Festivais, reportagens e entrevistas em streaming: Não. Acho que os festivais devem permanecer e resistir, retomando a sua atividade social e de proximidade entre autores de cinema, distribuidores, produtores e jornalistas. De resto oponho-me à estratégia de programar novidades online. Acho que os festivais devem resistir e retomar a atividade com programação nova em sala assim que possível. No entanto este momento mostrou que será possível gerir melhor o percurso dos convidados, reduzir convidados, organizar junkets em streaming, gerir o acesso aos protagonistas de outra forma, até democratizar mais a participação dos jornalistas nos encontros com os talentos. Mas mantendo sempre os festivais como local de encontro.
Os cinéfilos agentes do sector andam desanimados: Sim. Mas pessoalmente sinto que a seguir virá um tempo em que sentiremos vontade de regressar à sala de cinema. Acredito que este período valorizou a dimensão social de todos os eventos culturais e acontecimentos com público, sejam conferências, jogos desportivos, artes de palco, concertos de música e cinema em sala. Sinto que há um desejo de ir às salas de espectáculos e entretenimento. E provavelmente haverá um cansaço em relação ao streaming e à opção de ver isolado em casa.

****

Lista de atividades:
• A. Duplique, do texto sobre festivais de cinema e streaming, o trecho que vai de "Festivais, reportagens e" até "local de encontro.".
• B. Dê seguimento ao texto sobre festivais de cinema e streaming a partir do ponto em que termina.
Os registos não desempenham qualquer papel nesta parte.

[Itens do conjunto de dados]
****

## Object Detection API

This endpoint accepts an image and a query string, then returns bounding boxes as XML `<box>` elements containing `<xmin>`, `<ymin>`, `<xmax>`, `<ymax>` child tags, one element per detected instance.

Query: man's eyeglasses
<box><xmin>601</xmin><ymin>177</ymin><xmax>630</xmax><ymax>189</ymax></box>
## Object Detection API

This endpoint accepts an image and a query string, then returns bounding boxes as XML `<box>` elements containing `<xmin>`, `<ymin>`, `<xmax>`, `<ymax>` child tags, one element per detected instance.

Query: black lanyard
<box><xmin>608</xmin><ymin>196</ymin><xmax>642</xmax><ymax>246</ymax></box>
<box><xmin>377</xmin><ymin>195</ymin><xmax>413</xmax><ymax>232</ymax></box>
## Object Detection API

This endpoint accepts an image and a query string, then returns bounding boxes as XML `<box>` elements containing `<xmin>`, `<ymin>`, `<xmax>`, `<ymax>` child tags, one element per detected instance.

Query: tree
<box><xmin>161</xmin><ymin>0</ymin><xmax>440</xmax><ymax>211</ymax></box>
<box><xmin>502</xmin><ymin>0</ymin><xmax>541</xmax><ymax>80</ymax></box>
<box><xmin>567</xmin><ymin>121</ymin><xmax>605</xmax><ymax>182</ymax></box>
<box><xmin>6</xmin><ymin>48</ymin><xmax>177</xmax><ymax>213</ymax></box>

****

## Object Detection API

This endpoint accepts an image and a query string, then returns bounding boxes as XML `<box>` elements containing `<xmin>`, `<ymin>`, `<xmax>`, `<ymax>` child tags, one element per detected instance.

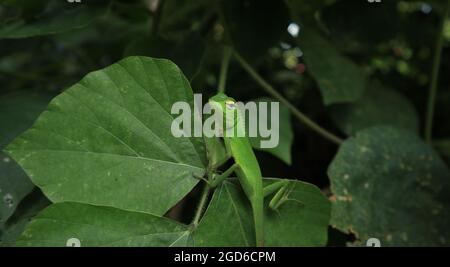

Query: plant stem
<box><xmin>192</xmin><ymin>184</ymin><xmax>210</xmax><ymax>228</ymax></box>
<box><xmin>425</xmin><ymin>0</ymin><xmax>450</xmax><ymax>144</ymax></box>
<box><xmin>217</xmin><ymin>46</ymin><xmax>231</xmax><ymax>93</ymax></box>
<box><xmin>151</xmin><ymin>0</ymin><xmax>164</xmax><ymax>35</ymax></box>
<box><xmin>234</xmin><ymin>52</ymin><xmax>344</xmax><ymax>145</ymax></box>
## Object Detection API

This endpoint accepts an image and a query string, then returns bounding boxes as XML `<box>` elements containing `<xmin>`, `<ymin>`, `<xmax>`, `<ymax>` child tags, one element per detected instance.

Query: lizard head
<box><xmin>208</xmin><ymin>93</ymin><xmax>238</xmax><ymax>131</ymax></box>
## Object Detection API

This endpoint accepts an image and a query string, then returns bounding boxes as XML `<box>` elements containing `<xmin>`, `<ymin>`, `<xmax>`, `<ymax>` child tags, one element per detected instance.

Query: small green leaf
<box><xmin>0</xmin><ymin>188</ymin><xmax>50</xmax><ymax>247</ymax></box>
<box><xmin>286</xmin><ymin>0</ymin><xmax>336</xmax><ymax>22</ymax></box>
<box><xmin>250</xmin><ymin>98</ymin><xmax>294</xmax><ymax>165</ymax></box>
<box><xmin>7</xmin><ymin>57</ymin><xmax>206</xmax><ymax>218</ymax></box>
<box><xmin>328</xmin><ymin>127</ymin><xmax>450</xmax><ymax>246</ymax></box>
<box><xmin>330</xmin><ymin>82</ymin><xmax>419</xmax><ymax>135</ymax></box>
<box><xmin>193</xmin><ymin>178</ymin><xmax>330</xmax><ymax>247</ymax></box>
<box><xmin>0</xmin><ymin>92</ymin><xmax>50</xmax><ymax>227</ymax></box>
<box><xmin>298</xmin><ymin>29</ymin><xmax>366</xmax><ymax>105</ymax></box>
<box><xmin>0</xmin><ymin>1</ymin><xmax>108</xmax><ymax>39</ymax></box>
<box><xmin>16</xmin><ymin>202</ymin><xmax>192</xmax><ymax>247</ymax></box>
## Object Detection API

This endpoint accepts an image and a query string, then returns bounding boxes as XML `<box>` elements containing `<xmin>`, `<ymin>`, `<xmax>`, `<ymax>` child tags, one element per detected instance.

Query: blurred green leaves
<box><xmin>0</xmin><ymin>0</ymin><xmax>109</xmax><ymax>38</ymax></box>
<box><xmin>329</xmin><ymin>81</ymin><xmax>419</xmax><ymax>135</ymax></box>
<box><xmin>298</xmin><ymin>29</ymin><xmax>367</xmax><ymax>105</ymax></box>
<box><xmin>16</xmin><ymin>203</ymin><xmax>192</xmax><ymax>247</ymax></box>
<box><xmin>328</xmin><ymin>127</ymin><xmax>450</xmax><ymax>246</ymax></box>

****

Resultados das tarefas:
• A.
Festivais, reportagens e entrevistas em streaming: Não. Acho que os festivais devem permanecer e resistir, retomando a sua atividade social e de proximidade entre autores de cinema, distribuidores, produtores e jornalistas. De resto oponho-me à estratégia de programar novidades online. Acho que os festivais devem resistir e retomar a atividade com programação nova em sala assim que possível. No entanto este momento mostrou que será possível gerir melhor o percurso dos convidados, reduzir convidados, organizar junkets em streaming, gerir o acesso aos protagonistas de outra forma, até democratizar mais a participação dos jornalistas nos encontros com os talentos. Mas mantendo sempre os festivais como local de encontro.

• B.
O fim de uma era no cinema: Julgo que as limitações irão ter um reflexo negativo. O espectador resistirá em ir porque as medidas de distanciamento não são confortáveis. Mas se o período em que essas medidas vão vigorar for curto, acredito não ser um problema, nem assistiremos ao fim de uma era no cinema.
A pandemia vai acelerar a transição para o streaming: Não. Acredito que a programação em sala, se for diversificada e relevante, continuará a ser atraente.
Lotações limitadas vs. receitas: Definitivamente não será um bom período. Julgo que será aconselhável selecionar bem a oferta e surpreender, equilibrando o cartaz com a oferta de filmes comerciais, com obras clássicas ou artísticas, que cativem outros espectadores. Acho que a chave está num cartaz menos diverso, mais focado, com mais sessões do mesmo filme no mesmo dia/semana. Por outro lado os exibidores deverão adoptar estratégias novas para cativar os espectadores: a compra de um bilhete vale uma entrada noutra sessão, por exemplo. O espectador terá que ser cativado e a experiência de ir ao cinema recompensadora.
Receio em voltar às salas: Acho que as pessoas vão ter receio de voltar. Terão que aprender, como sucedeu com a ida ao supermercado ou o regresso aos transportes públicos.
O futuro da distribuição de cinema: A distribuição de cinema em sala terá que ser cada vez mais pensada em função das outras plataformas que ganharam espaço. Julgo que a janela se vai apertar cada vez mais. Mas isso não decorre da pandemia, porque já era uma dinâmica evidente tendo em conta a multiplicação de plataformas.
Cineclubes, salas especializadas, drive in: Acredito que podemos assistir a uma dinamização de velhas formas de ver e distribuir cinema. Julgo que não há espaço para os cineclubes porque quase todas as cidades têm oferta de cinema (festivais, mostras, eventos)… Mas o drive in poderá ressurgir enquanto o vírus estiver ativo e representar um risco.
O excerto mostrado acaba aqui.